Start of Block
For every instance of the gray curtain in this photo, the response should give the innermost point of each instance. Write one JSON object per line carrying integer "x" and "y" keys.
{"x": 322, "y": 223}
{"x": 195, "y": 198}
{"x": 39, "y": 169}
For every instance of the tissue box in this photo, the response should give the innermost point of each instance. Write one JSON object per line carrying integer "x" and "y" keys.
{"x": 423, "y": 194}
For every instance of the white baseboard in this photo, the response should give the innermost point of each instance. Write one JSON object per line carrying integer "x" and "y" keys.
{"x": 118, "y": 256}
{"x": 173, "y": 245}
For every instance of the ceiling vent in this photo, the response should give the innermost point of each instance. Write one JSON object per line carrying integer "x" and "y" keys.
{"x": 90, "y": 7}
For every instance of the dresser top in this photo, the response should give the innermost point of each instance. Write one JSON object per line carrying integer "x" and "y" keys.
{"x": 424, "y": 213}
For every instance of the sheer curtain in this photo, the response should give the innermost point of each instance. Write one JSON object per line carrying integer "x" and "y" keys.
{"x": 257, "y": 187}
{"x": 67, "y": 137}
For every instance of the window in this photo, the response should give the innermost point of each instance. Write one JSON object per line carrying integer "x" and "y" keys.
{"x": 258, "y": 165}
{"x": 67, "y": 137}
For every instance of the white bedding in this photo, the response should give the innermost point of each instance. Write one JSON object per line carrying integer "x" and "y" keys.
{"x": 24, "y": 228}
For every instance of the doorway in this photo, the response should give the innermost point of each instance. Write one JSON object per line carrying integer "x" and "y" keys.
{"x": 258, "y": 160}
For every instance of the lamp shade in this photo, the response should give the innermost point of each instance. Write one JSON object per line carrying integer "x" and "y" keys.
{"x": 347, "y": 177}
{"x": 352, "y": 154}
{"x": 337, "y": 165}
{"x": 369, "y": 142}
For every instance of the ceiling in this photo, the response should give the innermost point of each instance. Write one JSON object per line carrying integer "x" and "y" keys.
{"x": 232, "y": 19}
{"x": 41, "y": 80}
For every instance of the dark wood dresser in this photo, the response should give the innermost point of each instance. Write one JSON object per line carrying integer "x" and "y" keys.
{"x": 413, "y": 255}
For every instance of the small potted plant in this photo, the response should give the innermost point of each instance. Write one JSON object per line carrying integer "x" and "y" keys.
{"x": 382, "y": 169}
End of Block
## Task description
Produce an exact copy of the lines from the one containing "For every instance of the small" through the final line of the data, both ends included, and only those.

## Response to this task
For every instance of the small potted plant in this photo, the response should give the innermost point of each instance. Write one JSON object per line carrying integer "x" and "y" keys.
{"x": 382, "y": 169}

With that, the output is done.